-- Task goal --
An exact reproduction of all entries is required.

-- Dataset entries --
____________________

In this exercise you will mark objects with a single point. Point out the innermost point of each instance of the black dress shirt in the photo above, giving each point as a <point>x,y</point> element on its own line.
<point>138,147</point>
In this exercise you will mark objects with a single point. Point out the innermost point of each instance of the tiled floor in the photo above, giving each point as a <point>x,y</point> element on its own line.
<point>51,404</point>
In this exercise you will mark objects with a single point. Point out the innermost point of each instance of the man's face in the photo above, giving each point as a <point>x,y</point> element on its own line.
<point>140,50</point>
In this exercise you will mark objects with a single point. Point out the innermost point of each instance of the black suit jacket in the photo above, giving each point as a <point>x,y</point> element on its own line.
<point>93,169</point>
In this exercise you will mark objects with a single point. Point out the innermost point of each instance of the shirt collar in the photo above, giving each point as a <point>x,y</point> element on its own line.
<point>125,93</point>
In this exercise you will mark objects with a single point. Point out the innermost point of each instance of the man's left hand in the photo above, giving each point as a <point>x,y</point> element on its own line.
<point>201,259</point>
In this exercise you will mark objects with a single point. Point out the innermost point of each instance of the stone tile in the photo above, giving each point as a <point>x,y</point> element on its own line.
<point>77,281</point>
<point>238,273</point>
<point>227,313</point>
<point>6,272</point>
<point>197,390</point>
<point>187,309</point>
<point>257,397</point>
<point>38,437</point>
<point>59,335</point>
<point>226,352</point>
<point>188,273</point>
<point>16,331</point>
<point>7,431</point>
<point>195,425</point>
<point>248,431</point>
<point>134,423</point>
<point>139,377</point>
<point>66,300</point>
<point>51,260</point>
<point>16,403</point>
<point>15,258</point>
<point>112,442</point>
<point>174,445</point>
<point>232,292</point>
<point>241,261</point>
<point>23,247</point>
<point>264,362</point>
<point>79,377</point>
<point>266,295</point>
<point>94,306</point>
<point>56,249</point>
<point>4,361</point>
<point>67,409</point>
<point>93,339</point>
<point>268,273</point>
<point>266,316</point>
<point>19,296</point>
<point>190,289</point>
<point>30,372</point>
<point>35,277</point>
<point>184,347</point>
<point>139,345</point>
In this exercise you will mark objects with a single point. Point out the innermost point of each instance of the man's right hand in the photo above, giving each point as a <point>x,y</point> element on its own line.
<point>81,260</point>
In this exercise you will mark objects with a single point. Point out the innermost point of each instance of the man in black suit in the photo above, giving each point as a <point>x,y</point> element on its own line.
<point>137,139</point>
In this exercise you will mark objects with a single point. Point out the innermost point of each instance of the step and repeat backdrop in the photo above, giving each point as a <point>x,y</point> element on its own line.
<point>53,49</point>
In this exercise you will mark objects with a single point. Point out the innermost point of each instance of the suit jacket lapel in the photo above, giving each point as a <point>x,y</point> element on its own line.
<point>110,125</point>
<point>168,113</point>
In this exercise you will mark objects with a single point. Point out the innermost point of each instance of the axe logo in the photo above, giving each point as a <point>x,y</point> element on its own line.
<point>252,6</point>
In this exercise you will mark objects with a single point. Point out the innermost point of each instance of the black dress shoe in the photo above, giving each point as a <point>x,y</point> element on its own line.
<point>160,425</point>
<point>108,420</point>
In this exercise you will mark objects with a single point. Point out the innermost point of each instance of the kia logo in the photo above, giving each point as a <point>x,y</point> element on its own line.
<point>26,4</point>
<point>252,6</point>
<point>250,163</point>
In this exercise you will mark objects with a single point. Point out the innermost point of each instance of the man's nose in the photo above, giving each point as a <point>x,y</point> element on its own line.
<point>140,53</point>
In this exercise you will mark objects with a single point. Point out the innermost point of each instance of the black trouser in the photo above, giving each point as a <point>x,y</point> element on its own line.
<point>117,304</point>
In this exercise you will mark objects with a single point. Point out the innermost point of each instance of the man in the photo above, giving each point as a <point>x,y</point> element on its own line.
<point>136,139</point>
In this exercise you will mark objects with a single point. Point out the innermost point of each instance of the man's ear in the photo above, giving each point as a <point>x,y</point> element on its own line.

____________________

-- The completed task --
In this exercise you will mark objects with a single point. Point out the innermost point of each instance of the black dress shirt in the photo above, giving each point as a <point>x,y</point> element on its own line.
<point>138,147</point>
In this exercise you will mark objects with a single point. Point out the innermost point of each instance of the tiled floor in the photo above, giving each point as a <point>x,y</point> element on its own line.
<point>51,404</point>
In this exercise you will mark objects with a single point. Point out the innermost point of each instance of the man's face in the photo above, giving each point as a <point>x,y</point> element on its own line.
<point>140,50</point>
In this exercise you will mark objects with a single point. Point out the innermost point of each instance of the black suit jacket in the photo above, giving each point as a <point>x,y</point> element on its own line.
<point>93,169</point>
In this exercise you will mark objects with a single point. Point out the innermost point of each instance of the shirt collar in the photo above, giving each point as a <point>x,y</point> element on its own line.
<point>125,93</point>
In this exercise you will mark objects with a single point. Point out the innermost point of each instance of the man's left hand in the photo above, giving each point as a <point>x,y</point> element on its own line.
<point>201,259</point>
In this exercise you will mark objects with a single point. Point out the innermost point of each instance of the stone tile in the photo above, giving each point as a <point>x,y</point> element on its own line.
<point>77,281</point>
<point>238,273</point>
<point>227,313</point>
<point>6,272</point>
<point>197,390</point>
<point>187,309</point>
<point>257,397</point>
<point>38,437</point>
<point>59,335</point>
<point>226,352</point>
<point>188,273</point>
<point>16,331</point>
<point>7,431</point>
<point>195,425</point>
<point>248,431</point>
<point>134,423</point>
<point>139,377</point>
<point>66,300</point>
<point>51,260</point>
<point>16,403</point>
<point>15,258</point>
<point>112,442</point>
<point>174,445</point>
<point>232,292</point>
<point>241,261</point>
<point>23,247</point>
<point>264,362</point>
<point>79,377</point>
<point>266,295</point>
<point>94,306</point>
<point>56,249</point>
<point>4,361</point>
<point>67,409</point>
<point>93,339</point>
<point>268,273</point>
<point>266,316</point>
<point>19,296</point>
<point>190,289</point>
<point>30,372</point>
<point>35,277</point>
<point>184,347</point>
<point>139,345</point>
In this exercise you will mark objects with a single point. Point out the innermost point of each instance of the man's right hand in the photo above, giving each point as a <point>x,y</point> element on its own line.
<point>81,260</point>
In this exercise you will mark objects with a single point. Point out the innermost point of each instance of the man in black suit in the photo above, giving each point as a <point>x,y</point> element on its own line.
<point>137,139</point>
In this exercise you will mark objects with a single point. Point out the innermost point of each instance of the step and repeat backdrop in the photo above, giving each point as a <point>x,y</point> element on its own line.
<point>53,49</point>
In this exercise you will mark objects with a single point. Point out the innermost point of each instance of the suit jacket lapel in the photo above, giving each point as a <point>x,y</point> element on its own line.
<point>110,125</point>
<point>168,113</point>
In this exercise you will mark objects with a single point. Point out the innermost point of each instance of the axe logo in the photo above, giving each point as a <point>x,y</point> element on its own line.
<point>252,6</point>
In this exercise you will mark objects with a single point. Point out the innermost point of each instance of the black dress shoe in the photo above, giving each point as a <point>x,y</point> element on its own line.
<point>160,425</point>
<point>108,420</point>
In this exercise you will mark objects with a single point. Point out the innermost point of each instance of the kia logo in the photo above, giving each point as a <point>x,y</point> element on its own line.
<point>26,4</point>
<point>252,6</point>
<point>250,163</point>
In this exercise you will mark objects with a single point. Point out the innermost point of each instance of the man's nose in the photo above, giving each point as a <point>x,y</point> element on its own line.
<point>140,53</point>
In this exercise you will mark objects with a single point. Point out the innermost point of each instance of the black trouser in the photo above, giving each point as a <point>x,y</point> element on its own line.
<point>117,304</point>
In this exercise you will mark objects with a single point. Point out the innermost point of each instance of the man in the photo above, giving each point as a <point>x,y</point> element on its own line.
<point>136,139</point>
In this exercise you will mark objects with a single point. Point out the innermost point of each instance of the man's ear in the photo above, giving each point as a <point>x,y</point> element on its own line.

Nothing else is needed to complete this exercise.